┌──
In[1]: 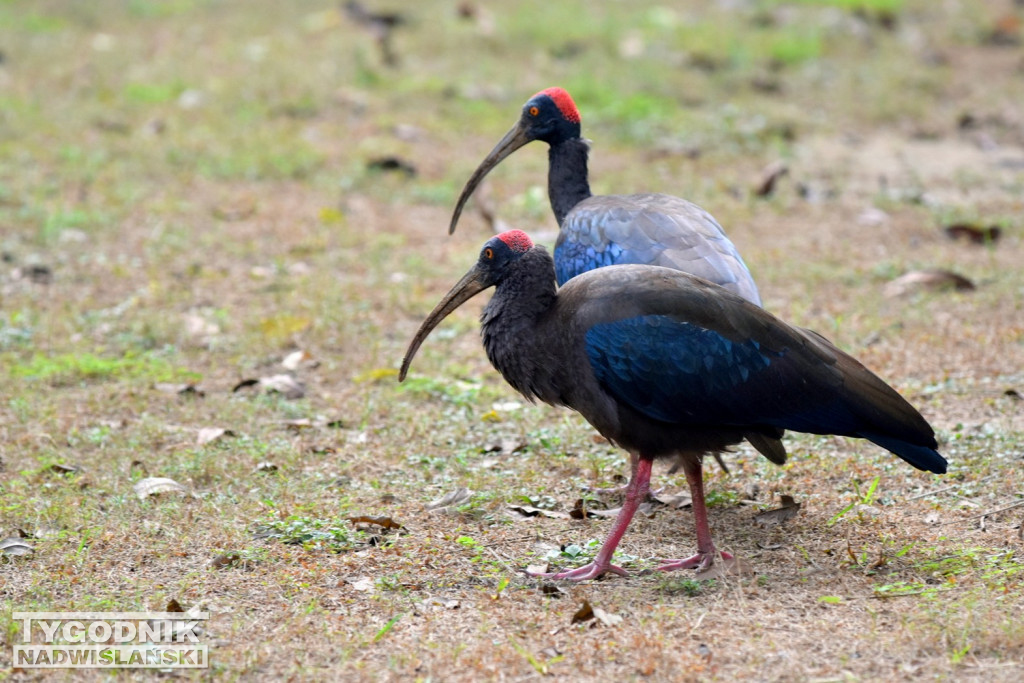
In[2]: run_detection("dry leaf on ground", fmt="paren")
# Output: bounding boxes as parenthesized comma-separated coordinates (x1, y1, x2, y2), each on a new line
(754, 494, 802, 527)
(232, 374, 306, 399)
(944, 223, 1001, 244)
(571, 600, 594, 625)
(1, 537, 34, 557)
(884, 270, 975, 298)
(197, 427, 235, 446)
(134, 477, 188, 500)
(507, 505, 571, 520)
(426, 487, 472, 510)
(347, 515, 405, 530)
(592, 607, 624, 627)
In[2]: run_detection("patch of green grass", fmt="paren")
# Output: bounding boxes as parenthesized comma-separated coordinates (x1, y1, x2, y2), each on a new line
(759, 0, 904, 12)
(769, 33, 822, 66)
(5, 351, 200, 385)
(0, 312, 34, 349)
(253, 515, 367, 552)
(122, 81, 185, 105)
(454, 535, 506, 574)
(658, 576, 713, 597)
(399, 376, 484, 407)
(542, 539, 638, 571)
(705, 488, 740, 507)
(916, 547, 1023, 589)
(828, 475, 880, 526)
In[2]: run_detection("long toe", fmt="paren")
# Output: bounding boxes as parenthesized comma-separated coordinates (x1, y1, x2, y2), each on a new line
(527, 561, 628, 581)
(656, 550, 734, 573)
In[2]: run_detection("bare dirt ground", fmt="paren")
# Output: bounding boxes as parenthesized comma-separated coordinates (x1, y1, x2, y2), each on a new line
(1, 1, 1023, 681)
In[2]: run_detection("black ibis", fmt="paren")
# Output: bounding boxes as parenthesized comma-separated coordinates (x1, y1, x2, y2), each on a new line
(400, 230, 946, 581)
(448, 87, 762, 305)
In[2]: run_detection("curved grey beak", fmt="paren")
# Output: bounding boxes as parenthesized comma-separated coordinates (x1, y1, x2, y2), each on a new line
(399, 264, 492, 381)
(448, 121, 532, 235)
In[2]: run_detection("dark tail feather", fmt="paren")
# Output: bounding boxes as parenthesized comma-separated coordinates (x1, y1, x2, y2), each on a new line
(746, 431, 787, 465)
(861, 432, 947, 474)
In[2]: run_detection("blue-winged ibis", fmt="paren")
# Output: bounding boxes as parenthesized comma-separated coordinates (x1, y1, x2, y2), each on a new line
(400, 230, 946, 581)
(449, 87, 761, 305)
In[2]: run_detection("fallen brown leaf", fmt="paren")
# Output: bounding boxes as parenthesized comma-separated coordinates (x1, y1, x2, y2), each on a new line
(571, 599, 595, 625)
(259, 374, 305, 399)
(754, 494, 802, 528)
(0, 537, 34, 557)
(884, 270, 975, 298)
(282, 349, 319, 370)
(133, 477, 187, 500)
(197, 427, 235, 446)
(482, 438, 527, 455)
(944, 223, 1001, 245)
(652, 491, 693, 509)
(154, 382, 205, 397)
(537, 582, 565, 597)
(232, 375, 306, 399)
(349, 577, 375, 592)
(366, 156, 416, 176)
(592, 606, 623, 627)
(507, 505, 571, 520)
(426, 487, 472, 510)
(347, 515, 405, 530)
(754, 160, 789, 197)
(210, 552, 241, 569)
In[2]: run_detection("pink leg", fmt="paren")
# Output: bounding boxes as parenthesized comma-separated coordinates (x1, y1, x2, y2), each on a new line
(528, 457, 653, 581)
(582, 453, 663, 496)
(656, 457, 732, 572)
(582, 452, 637, 495)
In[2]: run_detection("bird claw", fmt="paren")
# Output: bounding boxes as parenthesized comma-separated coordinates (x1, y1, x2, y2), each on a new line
(526, 561, 628, 581)
(656, 550, 734, 573)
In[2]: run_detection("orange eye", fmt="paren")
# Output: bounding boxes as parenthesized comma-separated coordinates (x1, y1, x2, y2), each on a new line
(529, 106, 539, 116)
(483, 247, 494, 259)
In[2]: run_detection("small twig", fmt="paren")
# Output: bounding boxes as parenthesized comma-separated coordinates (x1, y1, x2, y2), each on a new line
(687, 610, 708, 637)
(905, 474, 997, 501)
(906, 482, 962, 501)
(942, 500, 1024, 525)
(483, 535, 535, 548)
(871, 588, 953, 599)
(485, 545, 516, 574)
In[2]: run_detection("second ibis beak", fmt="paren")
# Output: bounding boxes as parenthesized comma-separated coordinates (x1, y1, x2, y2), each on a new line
(448, 121, 533, 235)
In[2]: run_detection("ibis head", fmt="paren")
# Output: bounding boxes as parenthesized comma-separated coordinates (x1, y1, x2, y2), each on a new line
(449, 89, 582, 235)
(400, 230, 534, 381)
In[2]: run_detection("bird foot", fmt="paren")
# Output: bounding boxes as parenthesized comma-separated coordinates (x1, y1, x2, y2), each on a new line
(526, 561, 628, 581)
(656, 550, 734, 573)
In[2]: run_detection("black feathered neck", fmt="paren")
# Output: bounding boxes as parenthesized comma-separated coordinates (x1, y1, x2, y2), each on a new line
(479, 247, 558, 401)
(547, 137, 593, 226)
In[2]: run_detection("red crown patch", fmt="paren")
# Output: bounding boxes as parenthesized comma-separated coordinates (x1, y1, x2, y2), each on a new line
(536, 87, 581, 124)
(497, 230, 534, 253)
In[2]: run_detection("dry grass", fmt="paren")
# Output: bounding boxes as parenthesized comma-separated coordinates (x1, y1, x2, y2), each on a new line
(1, 0, 1023, 680)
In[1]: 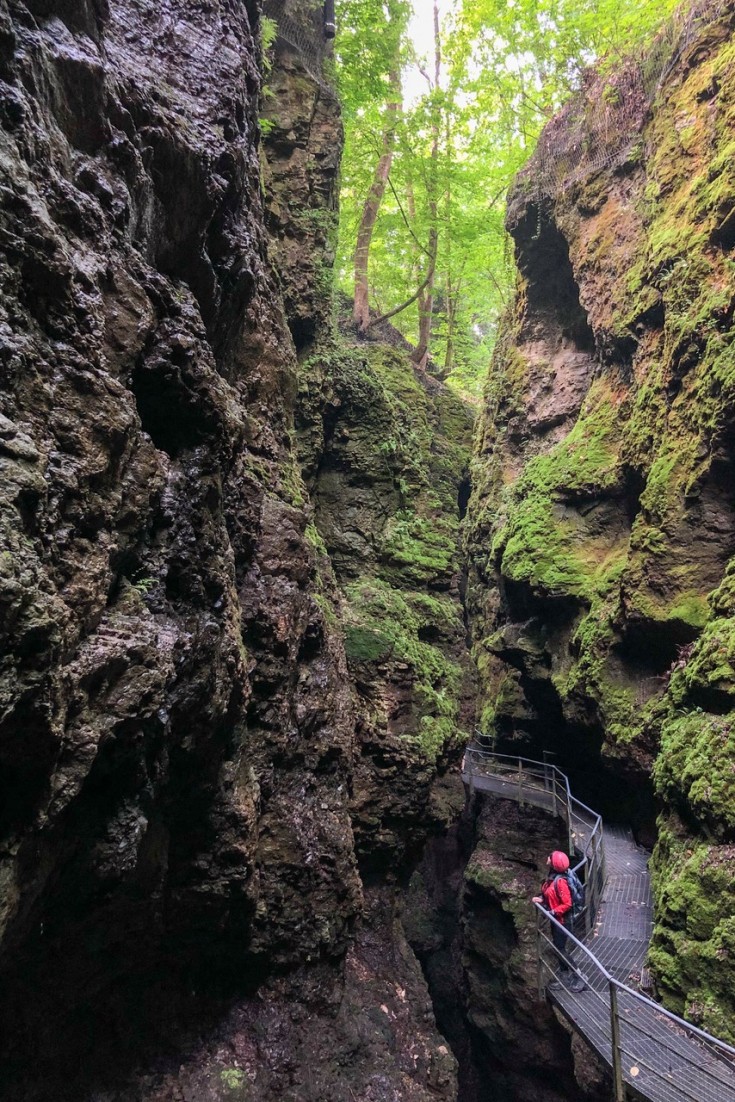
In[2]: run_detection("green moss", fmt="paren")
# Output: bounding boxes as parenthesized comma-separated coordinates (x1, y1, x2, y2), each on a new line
(463, 850, 533, 933)
(305, 521, 328, 556)
(381, 511, 456, 585)
(312, 589, 337, 628)
(498, 497, 592, 599)
(220, 1067, 247, 1092)
(667, 593, 711, 631)
(343, 577, 466, 760)
(481, 328, 528, 426)
(649, 821, 735, 1042)
(710, 561, 735, 617)
(278, 451, 306, 507)
(492, 380, 625, 602)
(344, 625, 393, 662)
(675, 617, 735, 703)
(655, 710, 735, 836)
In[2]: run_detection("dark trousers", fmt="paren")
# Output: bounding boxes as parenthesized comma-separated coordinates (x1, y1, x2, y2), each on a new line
(551, 914, 573, 972)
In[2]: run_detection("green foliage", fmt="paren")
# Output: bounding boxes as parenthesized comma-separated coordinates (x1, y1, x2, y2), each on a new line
(334, 0, 676, 395)
(261, 14, 278, 66)
(335, 0, 411, 105)
(220, 1066, 248, 1095)
(259, 15, 278, 134)
(131, 575, 155, 595)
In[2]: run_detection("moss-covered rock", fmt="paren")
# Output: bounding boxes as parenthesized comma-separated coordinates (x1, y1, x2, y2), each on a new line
(298, 334, 475, 865)
(466, 0, 735, 1035)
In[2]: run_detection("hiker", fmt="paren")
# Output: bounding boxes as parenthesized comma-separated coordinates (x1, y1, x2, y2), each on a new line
(533, 850, 587, 992)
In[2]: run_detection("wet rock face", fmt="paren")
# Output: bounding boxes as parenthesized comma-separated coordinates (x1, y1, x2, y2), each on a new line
(297, 339, 476, 871)
(119, 885, 457, 1102)
(262, 47, 340, 353)
(466, 0, 735, 1038)
(0, 1, 472, 1098)
(0, 0, 362, 1093)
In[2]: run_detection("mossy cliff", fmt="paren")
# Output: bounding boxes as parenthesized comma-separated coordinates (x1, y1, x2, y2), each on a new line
└──
### PROBLEM TO SOLVE
With the pictures left out, return the listing above exactly as it stands.

### TASK OUTPUT
In[1]: 
In[2]: run_detection("dry leaf on ground", fmt="paren")
# Output: bounding boxes as parenthesized comma-separated coordinates (x1, y1, x2, y2), each on a new line
(754, 494, 802, 527)
(232, 374, 306, 399)
(944, 223, 1001, 244)
(571, 600, 594, 625)
(1, 537, 34, 557)
(884, 270, 975, 298)
(197, 427, 235, 446)
(134, 477, 188, 500)
(507, 505, 571, 520)
(426, 487, 472, 510)
(347, 515, 405, 530)
(592, 607, 624, 627)
In[2]: run_detection("patch of green grass", fmt="paren")
# Output: bounding boxes as parenthesized comma-separated coordinates (x1, y1, x2, y2), each on a new line
(759, 0, 904, 12)
(769, 33, 822, 66)
(5, 351, 200, 385)
(0, 312, 34, 349)
(253, 515, 367, 552)
(122, 81, 185, 105)
(454, 535, 506, 574)
(658, 576, 713, 597)
(399, 376, 484, 407)
(542, 539, 638, 571)
(705, 488, 740, 507)
(916, 547, 1023, 589)
(828, 475, 880, 526)
In[2]: run_detection("long toe", fmt="paren")
# Output: bounding boxes as parenthesized comma-separated coordinates (x1, y1, x2, y2), each on a new line
(527, 561, 628, 581)
(656, 550, 734, 573)
In[2]: run_detection("bare dirt ground", fmt="paren")
# Output: bounding boxes as parenthesized comma-separated coordinates (x1, y1, x2, y2), each on a new line
(1, 1, 1023, 681)
In[2]: run_detection("black ibis", fmt="paren")
# Output: bounding boxes as parenthesized comma-separated coordinates (x1, y1, x2, y2), each on a new line
(400, 230, 946, 581)
(448, 87, 762, 305)
In[2]: run_detection("curved grey beak", fmt="paren")
# Output: bounding boxes as parenthesized comma-separated coordinates (x1, y1, x2, y2), each on a new line
(399, 264, 492, 381)
(448, 121, 532, 235)
In[2]: run_detection("dark tail feather", fmt="paren")
# Output: bounding boxes as parenthesized comma-separated coordinates (x1, y1, x2, y2), each on a new line
(746, 431, 787, 465)
(861, 432, 947, 474)
In[2]: run_detection("blue-winged ibis", fmt="paren")
# Output: bounding boxes as parenthesized comma-separated coordinates (x1, y1, x2, y2), each on a new line
(400, 230, 946, 581)
(449, 87, 761, 305)
In[2]: run_detection("fallen brown leaf", fmt="paren")
# Output: bounding boxes as parenthesized comma-separated coordinates (x1, y1, x2, y2), each on a new line
(571, 599, 595, 625)
(259, 374, 305, 399)
(754, 494, 802, 528)
(0, 537, 34, 557)
(884, 270, 975, 298)
(282, 349, 319, 370)
(133, 477, 187, 500)
(197, 427, 235, 446)
(482, 438, 527, 455)
(944, 223, 1001, 245)
(652, 491, 693, 509)
(154, 382, 205, 397)
(537, 582, 565, 597)
(232, 375, 306, 399)
(349, 577, 375, 592)
(366, 156, 416, 176)
(592, 606, 623, 627)
(507, 505, 571, 520)
(426, 487, 472, 510)
(347, 515, 405, 530)
(754, 160, 789, 197)
(210, 552, 241, 569)
In[2]: run_detection("pink leg", fmt="paren")
# Output: bounding boxes as parenthesized comma-separated coordinates (x1, y1, x2, y2), each on a new line
(528, 457, 653, 581)
(582, 453, 663, 496)
(656, 457, 732, 572)
(582, 452, 637, 495)
In[2]: run_detection("bird claw", fmt="paren")
# Output: bounding boxes as parenthesized comma-separated coordinates (x1, y1, x2, y2), each on a new line
(526, 561, 628, 581)
(656, 550, 734, 573)
In[2]: run_detection("orange eye", fmt="paren")
# Output: bounding boxes as parenthesized comma-separated coordinates (x1, y1, x2, y2), each on a new line
(529, 106, 539, 116)
(483, 247, 494, 259)
In[2]: run_detection("small twig", fmt="paren")
# Output: bounding boxes as parenthesized comma-separated coordinates (x1, y1, x2, y2), each on a new line
(687, 610, 708, 637)
(905, 474, 997, 501)
(906, 482, 962, 501)
(942, 500, 1024, 525)
(483, 535, 535, 548)
(871, 588, 953, 599)
(485, 545, 516, 574)
In[2]: run_detection("second ibis beak", fmt="paren")
# Output: bounding boxes as parenthesized comma-separated coordinates (x1, y1, x2, y2), each on a new line
(448, 121, 533, 235)
In[2]: run_detection("ibis head", fmt="paren")
# Output: bounding boxes as parenthesized comma-separated coordinates (x1, y1, x2, y2), each on a new line
(449, 89, 582, 235)
(400, 230, 534, 381)
In[2]: run_detection("bird foot", fmt="paren")
# Output: bounding boxes as parenthesized comma-separated coordinates (x1, y1, x2, y2), each on a new line
(526, 561, 628, 581)
(656, 550, 734, 573)
In[2]: run_detection("black feathered neck", fmt="paren")
# Output: bounding boxes as parenthesized comma-separated coordinates (x1, y1, x2, y2), each on a new line
(479, 247, 558, 401)
(547, 137, 593, 226)
In[2]: run_detection("red crown patch", fmt="paren")
# Output: bounding boxes as parenthesized comma-separated coordinates (x1, y1, x2, y2), each on a new line
(536, 87, 581, 124)
(497, 230, 534, 253)
In[2]: run_detection("dry grass", fmt="paren")
# Output: bounding boxes as parenthesized comma-separated coordinates (x1, y1, x2, y2), each on a new line
(1, 0, 1023, 680)
In[1]: 
In[2]: run_detection("green moss", fmt="paren")
# Output: bounding boxes as parenthesized comma-separated coordinates (x1, y1, x2, y2), each on a new line
(463, 850, 533, 933)
(305, 521, 328, 556)
(381, 511, 456, 585)
(312, 589, 337, 628)
(498, 497, 592, 599)
(220, 1067, 247, 1092)
(667, 593, 711, 631)
(343, 577, 466, 760)
(481, 328, 528, 426)
(649, 821, 735, 1042)
(710, 561, 735, 617)
(278, 451, 306, 507)
(492, 380, 625, 602)
(344, 625, 393, 662)
(675, 617, 735, 703)
(655, 710, 735, 836)
In[2]: run_detection("dark trousers", fmt="paren")
# Output: bounding boxes as parenthesized comma-separated coordinates (x1, y1, x2, y2), each on a new line
(551, 914, 573, 972)
In[2]: run_detection("green foliage", fmt="paren")
# Output: bounding boxes as parenthesized comma-separated coordinates (x1, y1, x2, y2), each on a new line
(334, 0, 676, 395)
(261, 14, 278, 66)
(335, 0, 411, 105)
(220, 1066, 248, 1095)
(259, 15, 278, 134)
(131, 575, 155, 595)
In[2]: run_detection("moss-covered rock", fmt="paren")
# Output: bounding boxes as parenthesized comma-separated coordinates (x1, y1, x2, y2), each on a new line
(298, 334, 475, 865)
(466, 0, 735, 1035)
In[2]: run_detection("hiker", fmt="paren")
# Output: bounding boxes as parenthesized comma-separated coordinates (x1, y1, x2, y2), each on a new line
(533, 850, 587, 992)
In[2]: run_detection("wet rock face", fmt="paren")
# Output: bounding boxes as parenthesized comma-separated coordinates (x1, y1, x2, y2), each on a new line
(297, 339, 476, 871)
(119, 885, 457, 1102)
(262, 47, 340, 353)
(466, 0, 735, 1038)
(0, 1, 472, 1098)
(0, 0, 362, 1093)
In[2]: run_detection("mossy cliff", fmt="paren")
# Output: bounding boxes as parenthesized comma-separated coordinates (x1, y1, x2, y2), each on a new line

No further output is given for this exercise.